_PEKERJAAN YANG DIMINTA:_
A - Tuliskan kembali dengan persis sebagian artikel tentang usia 'Aisyah. Mulailah pada kata-kata yang memuat "Ibnu Ishaq rahimahullah, beliau", lalu berhentilah setelah "Khadijah radhiyallahu ‘anha.".
B - Sebutkan semua angka usia dalam tahun yang muncul pada paragraf pertama artikel tentang usia 'Aisyah.

Sementara Abu Nuaim meriwayatkan bahwa usia Asma' ketika hijrah ke Madinah 27 tahun. Artinya, ketika hijrah, 'Aisyah berusia 17 tahun. Ada juga yang mengatakan, Rasulullah ﷺ menikahi 'Aisyah di usia 13 tahun, dan baru kumpul di usia lebih dari itu. Namun pendapat yang makruf, ia menikah di usia 6 tahun, dan baru kumpul di usia 9 tahun.
Ibnu Ishaq rahimahullah, beliau mengatakan :
ثم تزوج رسول الله ﷺ بعد سودة بنت زمعة عائشة بعد موت خديجة بثلاث سنين، وعائشة يومئذ ابنة ست سنين، وبني بها رسول الله ﷺ وهي ابنة تسع سنين، ومات رسول الله ﷺ وعائشة ابنة ثماني عشرة سنة
“Kemudian, setelah Saudah binti Zam’ah radhiyallahu ‘anha, maka Rasulullah ﷺ lalu menikahi ‘Aisyah radhiyallahu ‘anha, 3 tahun ba’da wafatnya Khadijah radhiyallahu ‘anha.

(Catatan anotasi koordinat)
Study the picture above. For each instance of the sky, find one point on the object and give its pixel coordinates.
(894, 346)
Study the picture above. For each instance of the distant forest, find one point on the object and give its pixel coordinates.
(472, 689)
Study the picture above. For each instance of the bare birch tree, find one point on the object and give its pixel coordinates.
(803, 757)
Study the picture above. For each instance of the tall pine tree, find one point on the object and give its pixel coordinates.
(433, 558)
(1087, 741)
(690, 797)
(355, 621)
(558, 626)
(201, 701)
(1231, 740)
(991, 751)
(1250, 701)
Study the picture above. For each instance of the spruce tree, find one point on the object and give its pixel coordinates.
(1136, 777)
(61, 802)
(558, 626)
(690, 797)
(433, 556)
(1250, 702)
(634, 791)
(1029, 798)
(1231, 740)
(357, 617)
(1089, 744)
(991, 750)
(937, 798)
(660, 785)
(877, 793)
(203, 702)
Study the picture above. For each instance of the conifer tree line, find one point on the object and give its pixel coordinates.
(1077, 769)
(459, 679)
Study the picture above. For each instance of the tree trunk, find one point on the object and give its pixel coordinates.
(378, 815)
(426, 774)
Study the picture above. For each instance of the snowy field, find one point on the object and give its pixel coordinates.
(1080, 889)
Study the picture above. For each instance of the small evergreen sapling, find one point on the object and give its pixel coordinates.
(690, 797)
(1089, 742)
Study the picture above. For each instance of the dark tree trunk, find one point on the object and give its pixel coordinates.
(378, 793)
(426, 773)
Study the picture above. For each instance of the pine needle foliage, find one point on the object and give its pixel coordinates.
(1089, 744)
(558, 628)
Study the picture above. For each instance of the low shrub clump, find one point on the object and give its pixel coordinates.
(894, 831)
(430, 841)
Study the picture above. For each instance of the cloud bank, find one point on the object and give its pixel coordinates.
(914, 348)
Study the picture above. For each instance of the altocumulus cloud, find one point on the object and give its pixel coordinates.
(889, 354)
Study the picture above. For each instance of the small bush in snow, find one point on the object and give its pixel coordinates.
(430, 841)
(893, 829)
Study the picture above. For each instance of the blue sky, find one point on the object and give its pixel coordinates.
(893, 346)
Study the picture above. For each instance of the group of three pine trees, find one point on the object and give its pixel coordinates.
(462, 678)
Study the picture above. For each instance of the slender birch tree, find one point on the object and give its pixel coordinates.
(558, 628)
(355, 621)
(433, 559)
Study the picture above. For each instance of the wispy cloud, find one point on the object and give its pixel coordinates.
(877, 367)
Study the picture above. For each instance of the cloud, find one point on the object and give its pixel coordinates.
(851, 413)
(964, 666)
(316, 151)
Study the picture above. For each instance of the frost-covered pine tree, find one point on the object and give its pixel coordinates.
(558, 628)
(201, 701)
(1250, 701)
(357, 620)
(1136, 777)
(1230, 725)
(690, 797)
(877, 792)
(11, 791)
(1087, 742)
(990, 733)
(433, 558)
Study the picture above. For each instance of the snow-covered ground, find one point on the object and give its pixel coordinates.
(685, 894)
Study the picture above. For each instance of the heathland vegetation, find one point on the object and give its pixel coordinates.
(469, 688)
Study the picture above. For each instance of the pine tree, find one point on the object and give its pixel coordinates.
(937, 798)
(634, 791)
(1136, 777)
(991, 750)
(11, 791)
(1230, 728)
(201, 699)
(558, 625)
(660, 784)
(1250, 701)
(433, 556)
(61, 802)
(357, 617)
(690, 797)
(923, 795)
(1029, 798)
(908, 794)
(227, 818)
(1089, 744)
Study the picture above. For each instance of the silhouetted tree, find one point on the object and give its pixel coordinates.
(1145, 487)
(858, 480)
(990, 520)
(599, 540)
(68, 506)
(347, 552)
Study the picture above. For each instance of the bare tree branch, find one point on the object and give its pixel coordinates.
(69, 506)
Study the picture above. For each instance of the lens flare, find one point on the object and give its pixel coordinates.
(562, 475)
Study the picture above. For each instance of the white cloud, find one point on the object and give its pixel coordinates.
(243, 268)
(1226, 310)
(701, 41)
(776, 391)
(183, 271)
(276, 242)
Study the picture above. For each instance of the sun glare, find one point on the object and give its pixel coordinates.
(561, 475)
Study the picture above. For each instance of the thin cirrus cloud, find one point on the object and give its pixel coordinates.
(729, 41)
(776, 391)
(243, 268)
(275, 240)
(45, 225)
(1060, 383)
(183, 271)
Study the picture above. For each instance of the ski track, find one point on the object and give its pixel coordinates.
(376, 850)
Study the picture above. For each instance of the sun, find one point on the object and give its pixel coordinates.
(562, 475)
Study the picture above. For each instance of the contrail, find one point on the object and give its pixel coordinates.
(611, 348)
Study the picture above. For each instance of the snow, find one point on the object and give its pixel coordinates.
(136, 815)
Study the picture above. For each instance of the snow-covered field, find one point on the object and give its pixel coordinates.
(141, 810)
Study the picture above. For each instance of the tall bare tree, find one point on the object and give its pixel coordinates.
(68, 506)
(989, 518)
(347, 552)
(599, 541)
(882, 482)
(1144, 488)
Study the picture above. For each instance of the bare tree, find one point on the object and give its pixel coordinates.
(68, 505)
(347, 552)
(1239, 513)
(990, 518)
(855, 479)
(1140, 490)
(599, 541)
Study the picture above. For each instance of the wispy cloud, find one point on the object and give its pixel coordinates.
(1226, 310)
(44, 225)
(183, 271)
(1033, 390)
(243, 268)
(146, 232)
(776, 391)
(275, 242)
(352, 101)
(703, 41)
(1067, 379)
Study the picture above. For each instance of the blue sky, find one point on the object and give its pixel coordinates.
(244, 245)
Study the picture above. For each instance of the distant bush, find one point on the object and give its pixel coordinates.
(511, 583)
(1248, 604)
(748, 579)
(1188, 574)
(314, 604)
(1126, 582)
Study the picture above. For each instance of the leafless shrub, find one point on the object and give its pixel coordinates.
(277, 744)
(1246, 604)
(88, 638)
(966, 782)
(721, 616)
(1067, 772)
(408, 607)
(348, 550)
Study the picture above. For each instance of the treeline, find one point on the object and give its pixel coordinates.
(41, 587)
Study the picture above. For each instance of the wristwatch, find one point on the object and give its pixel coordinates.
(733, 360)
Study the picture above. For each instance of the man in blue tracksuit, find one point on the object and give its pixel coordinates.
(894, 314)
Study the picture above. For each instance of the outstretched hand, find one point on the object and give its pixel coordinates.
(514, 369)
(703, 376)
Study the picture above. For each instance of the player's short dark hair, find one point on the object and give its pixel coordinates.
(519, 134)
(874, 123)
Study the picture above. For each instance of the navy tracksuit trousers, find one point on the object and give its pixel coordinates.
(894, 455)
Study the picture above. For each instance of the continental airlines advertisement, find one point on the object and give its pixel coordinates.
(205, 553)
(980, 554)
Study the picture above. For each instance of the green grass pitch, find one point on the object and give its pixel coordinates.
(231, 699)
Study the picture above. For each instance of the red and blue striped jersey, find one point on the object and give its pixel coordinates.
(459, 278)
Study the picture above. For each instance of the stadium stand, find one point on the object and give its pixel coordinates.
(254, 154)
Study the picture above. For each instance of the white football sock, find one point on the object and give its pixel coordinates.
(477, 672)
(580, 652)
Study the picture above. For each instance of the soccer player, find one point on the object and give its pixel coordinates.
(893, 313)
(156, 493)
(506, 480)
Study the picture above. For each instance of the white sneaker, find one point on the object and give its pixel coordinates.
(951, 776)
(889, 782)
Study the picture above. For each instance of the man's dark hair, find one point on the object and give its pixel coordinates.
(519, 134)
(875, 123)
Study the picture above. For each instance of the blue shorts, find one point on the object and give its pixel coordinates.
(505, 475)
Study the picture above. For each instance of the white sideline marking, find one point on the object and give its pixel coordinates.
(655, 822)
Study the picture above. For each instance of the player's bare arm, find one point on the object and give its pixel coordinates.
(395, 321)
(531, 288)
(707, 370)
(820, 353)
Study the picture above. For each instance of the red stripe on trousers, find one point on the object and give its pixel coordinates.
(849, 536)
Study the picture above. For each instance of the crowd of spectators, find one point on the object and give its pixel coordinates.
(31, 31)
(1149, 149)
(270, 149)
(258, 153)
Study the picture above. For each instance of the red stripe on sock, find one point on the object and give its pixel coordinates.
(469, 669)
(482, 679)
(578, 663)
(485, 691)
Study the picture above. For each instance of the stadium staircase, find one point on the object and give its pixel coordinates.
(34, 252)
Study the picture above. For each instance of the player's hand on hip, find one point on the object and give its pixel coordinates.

_JAWABAN PER TUGAS:_
A -
Ibnu Ishaq rahimahullah, beliau mengatakan :
ثم تزوج رسول الله ﷺ بعد سودة بنت زمعة عائشة بعد موت خديجة بثلاث سنين، وعائشة يومئذ ابنة ست سنين، وبني بها رسول الله ﷺ وهي ابنة تسع سنين، ومات رسول الله ﷺ وعائشة ابنة ثماني عشرة سنة
“Kemudian, setelah Saudah binti Zam’ah radhiyallahu ‘anha, maka Rasulullah ﷺ lalu menikahi ‘Aisyah radhiyallahu ‘anha, 3 tahun ba’da wafatnya Khadijah radhiyallahu ‘anha.

B - 27 tahun, 17 tahun, 13 tahun, 6 tahun, dan 9 tahun.